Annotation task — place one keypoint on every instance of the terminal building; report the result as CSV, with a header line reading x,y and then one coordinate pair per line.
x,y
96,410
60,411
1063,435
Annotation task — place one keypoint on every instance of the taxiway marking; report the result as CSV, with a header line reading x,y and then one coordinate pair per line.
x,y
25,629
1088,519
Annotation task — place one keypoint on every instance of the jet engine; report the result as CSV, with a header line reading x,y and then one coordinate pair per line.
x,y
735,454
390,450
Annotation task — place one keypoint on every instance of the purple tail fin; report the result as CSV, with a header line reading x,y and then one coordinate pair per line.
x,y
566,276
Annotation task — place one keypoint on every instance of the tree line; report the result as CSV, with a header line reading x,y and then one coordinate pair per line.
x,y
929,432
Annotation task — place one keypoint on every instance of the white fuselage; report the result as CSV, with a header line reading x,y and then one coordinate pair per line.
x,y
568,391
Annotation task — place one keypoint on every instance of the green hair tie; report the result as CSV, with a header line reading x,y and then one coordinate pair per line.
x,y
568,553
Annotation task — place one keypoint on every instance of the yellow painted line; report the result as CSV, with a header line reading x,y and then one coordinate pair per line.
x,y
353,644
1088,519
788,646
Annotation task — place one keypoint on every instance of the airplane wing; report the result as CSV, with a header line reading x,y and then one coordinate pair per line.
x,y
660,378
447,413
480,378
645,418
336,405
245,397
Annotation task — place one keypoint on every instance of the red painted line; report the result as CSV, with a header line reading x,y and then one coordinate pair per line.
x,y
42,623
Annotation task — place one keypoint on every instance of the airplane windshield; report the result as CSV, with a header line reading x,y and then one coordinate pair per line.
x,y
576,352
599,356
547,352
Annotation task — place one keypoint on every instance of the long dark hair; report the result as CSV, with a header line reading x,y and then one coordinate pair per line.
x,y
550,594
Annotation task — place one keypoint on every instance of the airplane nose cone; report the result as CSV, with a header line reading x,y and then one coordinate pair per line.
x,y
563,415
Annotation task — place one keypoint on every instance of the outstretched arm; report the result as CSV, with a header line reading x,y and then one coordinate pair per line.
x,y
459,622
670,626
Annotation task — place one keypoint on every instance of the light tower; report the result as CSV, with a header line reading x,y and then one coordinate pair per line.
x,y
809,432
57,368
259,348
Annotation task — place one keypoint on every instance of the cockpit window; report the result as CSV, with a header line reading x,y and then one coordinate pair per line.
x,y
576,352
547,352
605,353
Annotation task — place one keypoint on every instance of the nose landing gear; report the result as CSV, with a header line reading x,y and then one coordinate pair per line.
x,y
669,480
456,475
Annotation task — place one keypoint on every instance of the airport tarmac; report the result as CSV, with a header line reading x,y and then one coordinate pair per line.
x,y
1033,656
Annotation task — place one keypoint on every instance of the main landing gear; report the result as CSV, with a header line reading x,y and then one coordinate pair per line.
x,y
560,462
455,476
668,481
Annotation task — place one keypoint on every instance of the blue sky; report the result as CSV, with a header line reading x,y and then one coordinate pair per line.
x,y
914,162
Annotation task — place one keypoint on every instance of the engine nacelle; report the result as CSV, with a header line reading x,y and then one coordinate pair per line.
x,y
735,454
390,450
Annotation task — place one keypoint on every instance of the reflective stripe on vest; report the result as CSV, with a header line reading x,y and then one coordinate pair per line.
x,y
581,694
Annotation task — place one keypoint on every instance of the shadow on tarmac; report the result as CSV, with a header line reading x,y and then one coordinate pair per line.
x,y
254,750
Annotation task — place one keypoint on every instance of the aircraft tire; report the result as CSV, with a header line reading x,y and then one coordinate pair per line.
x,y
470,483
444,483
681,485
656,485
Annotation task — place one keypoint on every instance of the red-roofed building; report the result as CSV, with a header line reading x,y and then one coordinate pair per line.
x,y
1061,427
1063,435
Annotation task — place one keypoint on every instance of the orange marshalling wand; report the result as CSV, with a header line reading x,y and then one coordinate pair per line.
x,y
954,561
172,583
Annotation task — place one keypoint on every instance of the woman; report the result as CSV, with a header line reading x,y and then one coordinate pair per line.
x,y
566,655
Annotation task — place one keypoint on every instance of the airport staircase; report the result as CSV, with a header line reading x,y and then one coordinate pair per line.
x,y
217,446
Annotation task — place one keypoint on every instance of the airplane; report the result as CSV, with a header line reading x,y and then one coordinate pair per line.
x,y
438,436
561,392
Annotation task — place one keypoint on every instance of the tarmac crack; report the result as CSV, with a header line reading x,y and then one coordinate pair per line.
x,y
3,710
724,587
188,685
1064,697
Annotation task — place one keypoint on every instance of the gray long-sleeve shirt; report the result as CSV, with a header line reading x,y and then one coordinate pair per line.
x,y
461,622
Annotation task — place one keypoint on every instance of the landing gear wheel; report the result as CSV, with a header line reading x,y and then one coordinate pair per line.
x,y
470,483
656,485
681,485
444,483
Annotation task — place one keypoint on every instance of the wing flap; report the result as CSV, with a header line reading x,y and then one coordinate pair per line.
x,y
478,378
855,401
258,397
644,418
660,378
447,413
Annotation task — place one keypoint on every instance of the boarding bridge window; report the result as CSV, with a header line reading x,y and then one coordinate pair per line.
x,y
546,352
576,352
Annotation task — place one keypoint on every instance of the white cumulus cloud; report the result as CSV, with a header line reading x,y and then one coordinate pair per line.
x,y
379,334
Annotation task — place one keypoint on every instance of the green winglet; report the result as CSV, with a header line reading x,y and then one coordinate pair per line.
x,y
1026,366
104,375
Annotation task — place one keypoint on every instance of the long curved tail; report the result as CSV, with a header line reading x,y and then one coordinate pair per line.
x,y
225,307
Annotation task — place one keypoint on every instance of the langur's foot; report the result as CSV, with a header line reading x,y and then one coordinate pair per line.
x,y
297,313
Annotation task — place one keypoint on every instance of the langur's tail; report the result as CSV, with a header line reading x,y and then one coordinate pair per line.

________________________

Write out the records above again, keeping each one identical to the original.

> **Written answer**:
Annotation task — place one keypoint on every instance of the terminal building; report the result as CSV, with a header line reading x,y and then one coordinate pair per line.
x,y
96,410
60,411
1063,435
Annotation task — place one keypoint on every instance of the taxiway marking; report the result as CSV, with a header line reading x,y and then one coordinate pair per line.
x,y
25,629
1088,519
Annotation task — place one keypoint on every instance of the jet engine; report the result as CSV, with a header line reading x,y and then one coordinate pair per line.
x,y
735,454
390,450
Annotation task — place one keypoint on every instance of the purple tail fin; report the result as CSV, with a header line reading x,y and then one coordinate pair per line.
x,y
566,276
Annotation task — place one keypoint on every instance of the tree line; report the result as CSV, with a header line reading x,y and then one coordinate pair per line.
x,y
929,432
Annotation task — place one keypoint on every instance of the white fuselage; report the result as CSV, with a header line reading x,y and then one coordinate pair per line.
x,y
568,391
Annotation task — place one keypoint on every instance of the green hair tie; report the result as CSV, with a header line reading x,y and then one coordinate pair per line.
x,y
568,553
Annotation task — place one keypoint on every instance of the yellow painted line; report the result as CSV, with a header line reading x,y and then one coordinate pair per line.
x,y
353,644
1088,519
788,646
Annotation task — place one keypoint on every instance of the airplane wing; report the result as CSV, with a header line reading x,y and then one coordinate pair per line.
x,y
660,378
447,413
480,378
645,418
336,405
245,397
Annotation task — place one keypoint on every instance of the red painted line; report the result as CSV, with a header line reading x,y and then one coordinate pair per line.
x,y
42,623
Annotation task — place one keypoint on every instance of the airplane windshield; report the result as CSV, with a header line reading x,y and then one coordinate pair per line.
x,y
576,352
599,356
547,352
Annotation task — place one keypoint on every instance of the long dark hair; report the result as CSV, with a header line reading x,y and then one coordinate pair per line.
x,y
550,594
Annotation task — place one keypoint on every instance of the airplane nose cone; report the result as CSV, with a header line reading x,y and then one coordinate pair per line.
x,y
563,415
Annotation task — place one keypoint on every instance of the outstretched arm; report the result as CSV, with a header line reading x,y and then one coordinate pair per line.
x,y
459,622
670,626
Annotation task — place one keypoint on every instance of the light tower; report the result as CSV, with a header line reading x,y and then one coordinate pair per line.
x,y
809,432
57,368
259,348
Annotation task — place one keypoint on every instance of the cockpit window; report the result as CSV, with a header line reading x,y and then one coordinate pair per line.
x,y
576,352
547,352
605,353
Annotation task — place one keypoint on every instance of the nose landing gear; report the result as CSV, with a header line reading x,y and then one coordinate pair per line.
x,y
669,480
456,475
Annotation task — place one keypoint on every instance of the airport tarmac; report the result as CSV, with a header line reading x,y and then one coordinate pair per line.
x,y
1033,656
Annotation task — place one keypoint on every instance of the main landing gear; report the result as CSV, with a header line reading x,y and then one coordinate pair per line.
x,y
560,462
455,476
668,481
Annotation task — place one keypoint on every instance of the blue sky; report the result as CSV, with a header line reading x,y and then one coordinate pair per line.
x,y
914,162
Annotation task — place one keypoint on every instance of the engine nacelle; report the result as CSV, with a header line reading x,y and then one coordinate pair per line.
x,y
735,454
390,450
Annotation task — place one keypoint on every instance of the reflective stripe on vest; report the result as CSV, with a header line reading x,y and then one coordinate pair per line.
x,y
581,694
Annotation task — place one keypoint on every instance of the shadow on tarmac; report the result as CSV, with a header line reading x,y and then one coordinate pair per line.
x,y
254,750
Annotation task — place one keypoint on every instance of the aircraft tire; report the result as CSV, with a header line reading x,y and then one coordinate pair per line.
x,y
470,483
444,483
681,485
656,485
Annotation task — place one keypoint on every instance of the red-roofed building; report the result as CSV, with a header line reading x,y and then one coordinate pair per line.
x,y
1061,427
1063,435
Annotation task — place one keypoint on every instance of the orange marshalling wand; report the result as CSV, with a header line reading x,y and then one coordinate pair per line.
x,y
954,561
172,583
Annotation task — place one keypoint on every instance of the woman; report the result as CSV, with a header line reading x,y and then one coordinate pair per line.
x,y
566,655
Annotation task — place one keypoint on every instance of the airport staircase; report the result as CSV, with a header line reading x,y and then one coordinate pair per line.
x,y
217,446
Annotation task — place one keypoint on every instance of the airplane; report the result as CSV, with a header line reading x,y and then one coordinate pair per line.
x,y
438,436
561,392
Annotation task — place one keypoint on every instance of the tarmac crack; report the result as CSV, with a header line reading x,y and then one coordinate pair per line.
x,y
3,710
724,587
188,685
1064,697
Annotation task — place one keypoint on every instance of the gray long-sleeve shirt; report the result as CSV, with a header line reading x,y and then one coordinate pair per line.
x,y
461,622
Annotation task — place one keypoint on every instance of the landing gear wheel; report the result as CSV, with a header line reading x,y and then one coordinate pair per line.
x,y
470,483
656,485
681,485
444,483
Annotation task — place one keypoint on every instance of the wing flap; report the result as CSV, with a header line reading x,y and then one coordinate pair per line.
x,y
478,378
855,401
258,397
644,418
660,378
447,413
Annotation task — place one keypoint on every instance of the boarding bridge window; report the result as CSV, with a header line reading x,y and then one coordinate pair per line.
x,y
546,352
576,352
Annotation task — place one keypoint on every instance of the white cumulus cloud; report the result as CSV, with a header line reading x,y and then one coordinate pair per line.
x,y
379,334
Annotation task — place one keypoint on every instance of the green winglet; report the result as CSV, with a header line reading x,y and then one coordinate pair per line.
x,y
1026,366
104,375
Annotation task — place one keypoint on every instance of the long curved tail; report the result as CSV, with a header line reading x,y and then one coordinate pair per line.
x,y
225,307
Annotation task — place one keypoint on every instance of the langur's foot; report the result as CSV, with a header line reading x,y and then one coordinate pair per line.
x,y
297,313
Annotation task — place one keypoint on every instance of the langur's tail; report the result as CSV, with a header line reading x,y and then one coordinate pair per line.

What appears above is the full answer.